EXERCISE DESCRIPTION:
Reproduce the following entries exactly, leaving nothing out.

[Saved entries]
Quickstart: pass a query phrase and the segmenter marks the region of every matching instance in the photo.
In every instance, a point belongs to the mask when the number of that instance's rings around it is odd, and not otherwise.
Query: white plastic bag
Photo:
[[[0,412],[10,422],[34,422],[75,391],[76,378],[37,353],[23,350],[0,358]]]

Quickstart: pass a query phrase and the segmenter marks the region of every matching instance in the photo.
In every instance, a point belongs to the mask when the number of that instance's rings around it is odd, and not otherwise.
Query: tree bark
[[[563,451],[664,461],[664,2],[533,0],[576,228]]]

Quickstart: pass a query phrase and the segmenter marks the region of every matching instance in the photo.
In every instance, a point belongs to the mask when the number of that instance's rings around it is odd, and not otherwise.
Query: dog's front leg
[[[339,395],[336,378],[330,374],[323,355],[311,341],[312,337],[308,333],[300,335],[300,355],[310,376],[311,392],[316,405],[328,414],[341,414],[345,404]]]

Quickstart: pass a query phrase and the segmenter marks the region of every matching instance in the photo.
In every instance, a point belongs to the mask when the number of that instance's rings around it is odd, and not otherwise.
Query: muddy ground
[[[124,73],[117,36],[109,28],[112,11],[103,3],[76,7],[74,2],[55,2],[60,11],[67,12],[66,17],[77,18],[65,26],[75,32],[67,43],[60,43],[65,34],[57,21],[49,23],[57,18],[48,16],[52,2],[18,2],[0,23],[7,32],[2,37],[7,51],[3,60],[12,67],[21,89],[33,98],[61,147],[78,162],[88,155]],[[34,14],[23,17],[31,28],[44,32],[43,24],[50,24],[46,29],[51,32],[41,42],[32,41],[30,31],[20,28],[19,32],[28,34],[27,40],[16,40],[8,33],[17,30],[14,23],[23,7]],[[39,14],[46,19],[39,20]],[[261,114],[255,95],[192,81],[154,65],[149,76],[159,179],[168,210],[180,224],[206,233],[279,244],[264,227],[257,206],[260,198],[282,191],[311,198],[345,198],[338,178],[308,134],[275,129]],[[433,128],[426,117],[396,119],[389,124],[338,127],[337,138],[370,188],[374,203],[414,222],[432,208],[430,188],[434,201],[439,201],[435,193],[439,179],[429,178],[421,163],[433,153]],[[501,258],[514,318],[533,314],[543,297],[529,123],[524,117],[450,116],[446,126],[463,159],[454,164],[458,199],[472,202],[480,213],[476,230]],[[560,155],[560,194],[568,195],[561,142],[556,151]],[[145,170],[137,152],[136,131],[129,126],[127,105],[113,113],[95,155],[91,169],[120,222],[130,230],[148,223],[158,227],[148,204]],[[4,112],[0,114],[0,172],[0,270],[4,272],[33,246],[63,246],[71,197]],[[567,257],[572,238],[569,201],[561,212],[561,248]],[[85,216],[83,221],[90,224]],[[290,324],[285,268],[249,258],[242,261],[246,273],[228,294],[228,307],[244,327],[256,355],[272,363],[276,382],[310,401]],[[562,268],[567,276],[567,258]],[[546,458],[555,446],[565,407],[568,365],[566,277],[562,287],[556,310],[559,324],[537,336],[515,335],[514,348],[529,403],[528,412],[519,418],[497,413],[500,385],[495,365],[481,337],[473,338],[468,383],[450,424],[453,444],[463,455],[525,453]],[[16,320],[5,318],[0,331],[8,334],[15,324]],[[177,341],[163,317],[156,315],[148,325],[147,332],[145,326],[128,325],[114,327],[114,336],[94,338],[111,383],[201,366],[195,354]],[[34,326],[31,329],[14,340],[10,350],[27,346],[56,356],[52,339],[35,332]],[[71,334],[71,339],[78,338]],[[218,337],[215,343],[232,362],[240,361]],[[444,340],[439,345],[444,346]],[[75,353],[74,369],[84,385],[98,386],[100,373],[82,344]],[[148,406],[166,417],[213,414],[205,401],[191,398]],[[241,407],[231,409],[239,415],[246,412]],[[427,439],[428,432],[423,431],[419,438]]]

ANSWER FOR THIS EXERCISE:
Quickstart: pass a query phrase and the segmenter marks the region of every matching instance in the photo.
In every instance, a point belongs to the mask when the number of that instance's rings around it is odd, and not otherwise.
Query: white plastic bag
Photo:
[[[0,412],[10,422],[34,422],[75,391],[76,378],[37,353],[23,350],[0,358]]]

Quickstart: pass a query phrase and the segmenter marks the region of every matching instance in the photo.
In every instance, a point belongs to the mask when the number of that instance's rings around it is odd, and not otherwise.
Query: tree bark
[[[563,451],[664,461],[664,2],[533,0],[576,228]]]

Quickstart: pass a query phrase and the segmenter marks the region of every matching instance in the photo.
In every instance, a point belongs to the mask when the number of that instance's rings around it is odd, and not otherwise.
Query: dog's front leg
[[[339,395],[336,378],[330,374],[323,355],[311,341],[312,337],[308,333],[300,335],[300,355],[310,376],[311,392],[316,405],[328,414],[341,414],[345,404]]]

Quickstart: pass a query phrase and the segmenter marks the region of every matching instance in the photo.
In every instance, a point belongs to the mask when the number of that instance's rings around it is odd, and not otherwise.
Query: muddy ground
[[[124,73],[117,36],[109,28],[112,11],[103,3],[76,7],[74,2],[55,2],[60,11],[67,12],[66,17],[77,18],[65,26],[75,32],[67,43],[60,43],[65,34],[57,21],[49,23],[57,18],[48,16],[52,2],[18,2],[0,23],[7,32],[2,37],[7,51],[3,60],[12,67],[21,89],[33,98],[61,147],[78,162],[88,155]],[[34,14],[23,17],[31,28],[44,32],[43,24],[50,24],[46,29],[51,32],[41,42],[32,41],[30,31],[20,28],[19,32],[28,34],[27,40],[16,40],[8,33],[17,30],[14,23],[23,7]],[[39,14],[46,19],[39,20]],[[261,114],[255,95],[192,81],[154,65],[149,76],[159,179],[168,210],[180,224],[206,233],[279,244],[264,227],[257,206],[260,198],[282,191],[311,198],[345,198],[338,178],[308,134],[275,129]],[[433,128],[426,117],[396,119],[389,124],[338,127],[337,138],[370,188],[374,203],[414,222],[432,208],[430,188],[434,201],[439,201],[435,193],[439,179],[429,178],[421,163],[433,153]],[[501,258],[514,318],[533,314],[543,297],[529,123],[524,117],[450,116],[446,126],[463,159],[454,164],[458,199],[472,202],[480,213],[476,230]],[[560,155],[560,194],[568,195],[561,142],[556,151]],[[145,170],[137,152],[136,131],[129,126],[127,105],[113,113],[95,155],[91,169],[120,222],[130,230],[148,223],[158,227],[148,204]],[[4,112],[0,114],[0,172],[0,270],[4,272],[33,246],[63,246],[71,197]],[[567,257],[572,238],[569,201],[561,212],[561,248]],[[85,216],[83,221],[90,224]],[[290,324],[285,268],[249,258],[242,261],[246,273],[228,294],[228,307],[244,327],[256,355],[272,363],[276,382],[310,401]],[[562,268],[567,276],[567,258]],[[546,458],[555,446],[565,407],[568,365],[566,277],[562,287],[556,310],[559,324],[537,336],[515,335],[514,348],[529,403],[528,412],[519,418],[497,413],[500,385],[495,365],[481,337],[473,338],[468,383],[450,424],[453,444],[463,455],[525,453]],[[16,320],[5,318],[0,331],[8,334],[15,324]],[[177,341],[163,317],[156,315],[148,325],[147,332],[145,326],[128,325],[114,327],[114,336],[94,338],[111,383],[201,366],[195,354]],[[34,326],[31,329],[14,340],[10,350],[27,346],[56,356],[52,339],[35,332]],[[71,334],[71,339],[78,338]],[[218,337],[215,343],[232,362],[240,361]],[[444,340],[439,345],[444,346]],[[75,353],[74,369],[84,385],[98,386],[100,373],[82,344]],[[148,406],[166,417],[213,414],[205,401],[191,398]],[[241,407],[231,409],[239,415],[246,412]],[[427,439],[428,432],[423,431],[419,438]]]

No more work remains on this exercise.